_TESTO FORNITO_.
- - -

Il codice ippocratico resiste da oltre duemila anni e non è fino ad ora, nonostante tutto, stato scalfito al punto da risultarne snaturato, ma oggi stiamo correndo il rischio, grazie, mi scusi se glielo dico sempre con affetto, a pseudo modernizzatori come lei, di distruggere un grande patrimonio culturale.
 
Il prof Cavicchi mi sembra sia stato chiaro: non si tratta di fare apologia dell’ippocratismo ma di distinguere ciò che deve essere confermato perché valido, da ciò che deve essere ripensato perché non più valido, sapendo in questo modo di rivolgersi ad un intimo convincimento non solo mio personale ma anche di migliaia e migliaia di colleghi medici: si tratta sempre di operare con prudenza ma sempre per la salvaguardia del “bene primario” del malato.
 
che propone il prof Cavicchi, e che lei mostra di non aver voluto capire, non è proprio una passeggiata e anche per me, ippocratico convinto, non semplice da accettare e da mettere in pratica perché implica di ripensare molte cose tra le quali la formazione base del medico, le prassi consuetudinarie e il Codice Deontologico attualmente vigente.

- - -

_CONSEGNA_.
Trascrivi fedelmente la parte del testo sul codice ippocratico compresa tra "Il codice ippocratico" e "grande patrimonio culturale.", estremi inclusi.

_ESTRATTO DEL DATASET_.
- - -

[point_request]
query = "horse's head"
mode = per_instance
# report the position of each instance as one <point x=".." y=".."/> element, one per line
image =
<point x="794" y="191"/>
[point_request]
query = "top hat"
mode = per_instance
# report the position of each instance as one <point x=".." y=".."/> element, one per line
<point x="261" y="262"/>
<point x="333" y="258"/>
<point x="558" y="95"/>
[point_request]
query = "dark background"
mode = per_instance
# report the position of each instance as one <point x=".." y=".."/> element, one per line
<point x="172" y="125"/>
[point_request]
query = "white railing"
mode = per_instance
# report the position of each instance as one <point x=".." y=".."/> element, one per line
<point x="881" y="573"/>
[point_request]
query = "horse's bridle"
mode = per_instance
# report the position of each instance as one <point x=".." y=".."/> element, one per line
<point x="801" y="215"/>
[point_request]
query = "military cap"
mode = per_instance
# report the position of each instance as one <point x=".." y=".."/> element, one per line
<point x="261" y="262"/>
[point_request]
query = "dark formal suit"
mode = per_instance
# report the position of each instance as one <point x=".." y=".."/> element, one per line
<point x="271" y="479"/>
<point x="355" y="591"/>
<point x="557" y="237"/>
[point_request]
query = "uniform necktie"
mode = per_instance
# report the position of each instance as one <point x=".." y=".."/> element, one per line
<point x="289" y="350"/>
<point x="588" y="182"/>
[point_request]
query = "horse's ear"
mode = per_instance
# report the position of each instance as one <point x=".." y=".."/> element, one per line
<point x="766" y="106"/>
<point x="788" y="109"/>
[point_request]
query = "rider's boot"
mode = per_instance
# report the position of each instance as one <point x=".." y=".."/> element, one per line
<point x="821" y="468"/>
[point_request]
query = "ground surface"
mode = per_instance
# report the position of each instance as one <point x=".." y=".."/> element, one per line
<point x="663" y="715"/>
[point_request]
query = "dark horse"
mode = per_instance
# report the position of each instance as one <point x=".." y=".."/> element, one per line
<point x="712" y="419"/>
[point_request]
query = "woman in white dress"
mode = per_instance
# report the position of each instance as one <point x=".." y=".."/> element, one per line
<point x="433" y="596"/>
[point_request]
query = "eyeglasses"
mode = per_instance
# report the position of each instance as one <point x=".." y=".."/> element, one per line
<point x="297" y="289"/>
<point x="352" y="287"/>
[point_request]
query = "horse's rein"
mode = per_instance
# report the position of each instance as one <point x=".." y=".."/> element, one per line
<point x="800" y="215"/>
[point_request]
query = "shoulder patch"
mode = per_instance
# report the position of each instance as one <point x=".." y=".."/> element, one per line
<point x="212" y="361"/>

- - -

_ESERCIZIO SVOLTO_.
Il codice ippocratico resiste da oltre duemila anni e non è fino ad ora, nonostante tutto, stato scalfito al punto da risultarne snaturato, ma oggi stiamo correndo il rischio, grazie, mi scusi se glielo dico sempre con affetto, a pseudo modernizzatori come lei, di distruggere un grande patrimonio culturale.